- Opdracht: Som elke regel uit de gegevens op waarin de tekenreeks "with" voorkomt. Het verschil tussen hoofdletters en kleine letters telt mee.
========================================
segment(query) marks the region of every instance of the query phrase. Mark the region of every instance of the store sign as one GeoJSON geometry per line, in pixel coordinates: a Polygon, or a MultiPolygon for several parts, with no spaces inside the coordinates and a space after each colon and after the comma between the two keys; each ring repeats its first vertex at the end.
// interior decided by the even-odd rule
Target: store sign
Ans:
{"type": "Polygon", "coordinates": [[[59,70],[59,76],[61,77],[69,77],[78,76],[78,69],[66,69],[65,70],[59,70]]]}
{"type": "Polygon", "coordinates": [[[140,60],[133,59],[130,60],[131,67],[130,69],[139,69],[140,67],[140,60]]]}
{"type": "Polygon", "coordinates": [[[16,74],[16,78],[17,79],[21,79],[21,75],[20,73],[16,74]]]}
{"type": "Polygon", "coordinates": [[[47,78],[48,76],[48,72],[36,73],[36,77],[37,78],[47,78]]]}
========================================
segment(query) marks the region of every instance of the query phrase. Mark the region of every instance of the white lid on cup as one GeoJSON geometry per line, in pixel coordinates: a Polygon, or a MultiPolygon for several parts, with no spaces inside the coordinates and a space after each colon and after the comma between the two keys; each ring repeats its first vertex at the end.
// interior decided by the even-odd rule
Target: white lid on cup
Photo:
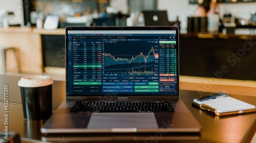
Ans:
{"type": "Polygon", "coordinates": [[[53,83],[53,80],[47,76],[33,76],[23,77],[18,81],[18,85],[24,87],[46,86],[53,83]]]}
========================================
- Antwoord:
segment(query) marks the region of every instance of the query phrase. Mark the region of every instance of the store sign as one GeoJSON geometry per line, in pixel coordinates: a Polygon, or a MultiPolygon for several parts, with no spaces inside the coordinates and a space after each colon and after the comma between the two keys; each ring repeats its first vertex at the end.
segment(query) marks the region of every instance of the query phrase. Mark the region of every instance of the white lid on cup as one GeoJSON geometry per line, in pixel coordinates: a Polygon, or a MultiPolygon for several parts, with no spaces inside the coordinates and a space after each colon and after the comma between the two keys; each ring repeats its first vertex at the end.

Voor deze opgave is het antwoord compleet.